| SOURCE INFORMATION |

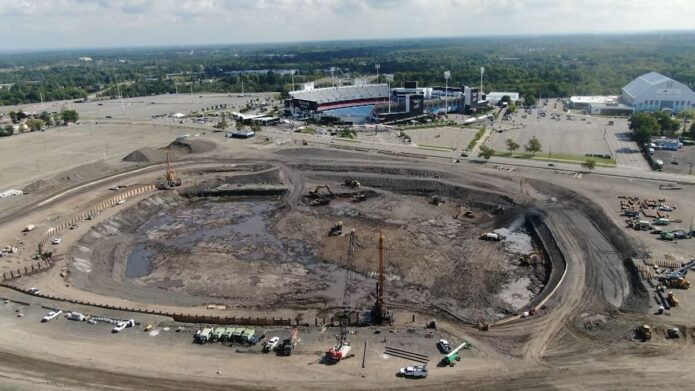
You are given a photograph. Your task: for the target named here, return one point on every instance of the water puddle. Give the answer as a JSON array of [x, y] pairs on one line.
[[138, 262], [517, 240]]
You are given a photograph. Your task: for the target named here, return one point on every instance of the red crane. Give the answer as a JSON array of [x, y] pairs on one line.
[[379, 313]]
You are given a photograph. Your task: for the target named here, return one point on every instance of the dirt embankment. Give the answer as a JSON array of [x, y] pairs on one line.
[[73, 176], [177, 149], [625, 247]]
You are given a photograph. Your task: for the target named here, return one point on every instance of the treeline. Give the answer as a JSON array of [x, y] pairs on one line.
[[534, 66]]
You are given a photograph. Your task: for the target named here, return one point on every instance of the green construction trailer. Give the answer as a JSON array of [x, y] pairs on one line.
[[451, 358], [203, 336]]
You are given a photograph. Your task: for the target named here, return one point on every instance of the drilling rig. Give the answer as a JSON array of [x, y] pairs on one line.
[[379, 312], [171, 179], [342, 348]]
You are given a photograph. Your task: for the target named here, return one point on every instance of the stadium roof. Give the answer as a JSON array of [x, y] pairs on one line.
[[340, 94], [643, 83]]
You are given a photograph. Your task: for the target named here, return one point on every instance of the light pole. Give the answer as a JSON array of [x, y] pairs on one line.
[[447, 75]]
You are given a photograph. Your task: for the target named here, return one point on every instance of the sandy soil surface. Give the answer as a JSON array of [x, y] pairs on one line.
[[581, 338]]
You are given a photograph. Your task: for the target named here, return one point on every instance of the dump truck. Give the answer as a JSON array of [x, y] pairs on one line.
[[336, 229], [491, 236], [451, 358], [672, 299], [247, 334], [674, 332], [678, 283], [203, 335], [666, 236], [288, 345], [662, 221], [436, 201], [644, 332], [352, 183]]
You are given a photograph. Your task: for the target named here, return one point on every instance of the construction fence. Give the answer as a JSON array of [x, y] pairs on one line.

| WORK INSTRUCTIONS |
Everything in the records is to be repeated verbatim except the pictures.

| ANSWER BELOW |
You are given a photograph. Your task: for the target named here, return one point on every instance of the water puddle. Give the answer as a JSON array of [x, y] pairs on one line.
[[138, 262], [517, 240]]
You are given a photograph. Your task: for the target named here, return one point on every instance of the red crane. Give the answer as a JSON array of [x, y] pairs on one line.
[[379, 313]]
You are given a photograph. Your task: for the target named here, return one point on every instance of the dirt embankment. Give the answer as a JSON array of [x, y] pairs on one line.
[[73, 176], [177, 149], [625, 247]]
You are given a photograph. Your task: for the target named here, return one point on every instance of the treeline. Give the answer as a JSON array of [x, y] pairs on one line.
[[534, 66]]
You are given a photograph. Your task: for the target named here, return one point on every instance of the green construction trailer. Give the answer as a JSON array of [x, y] pairs on one line.
[[451, 358], [203, 336]]
You are given a photograph. Your task: for the target named here, return one point on every instance of the drilling rig. Give the answer as a JSON array of [x, y] pairs on one line.
[[379, 312], [171, 179], [342, 348]]
You are given a photograph. Your task: for the target named here, return one point on every instance of the stadium roof. Give the answer as a JSON array of [x, y] pairs on one line.
[[340, 94], [643, 83]]
You are given a photograph. Your task: for the target named here, return one point on every instance of the light pole. Give the answer as a JSON array of [x, y] pairs on one line.
[[447, 75]]
You are given a photograph. Your task: for the target named here, return one point on every instance of the sandy soil surface. Give the answer as a JSON array of [x, y] pairs on one line.
[[581, 338]]
You are given a photograph. Your task: for the target named here, return one point on every instance of the dump truck. Give the answer as a JSON array of [x, y] pairs on one line.
[[336, 229], [491, 236], [451, 358], [672, 299], [247, 334], [674, 332], [678, 283], [203, 335], [666, 236], [288, 345], [662, 221], [436, 201], [644, 332], [352, 183]]
You are given a photograph. Your task: for the target named here, return one point on every instance of the construction fence. Give the answer as a JSON array of [x, y] pairs on one line.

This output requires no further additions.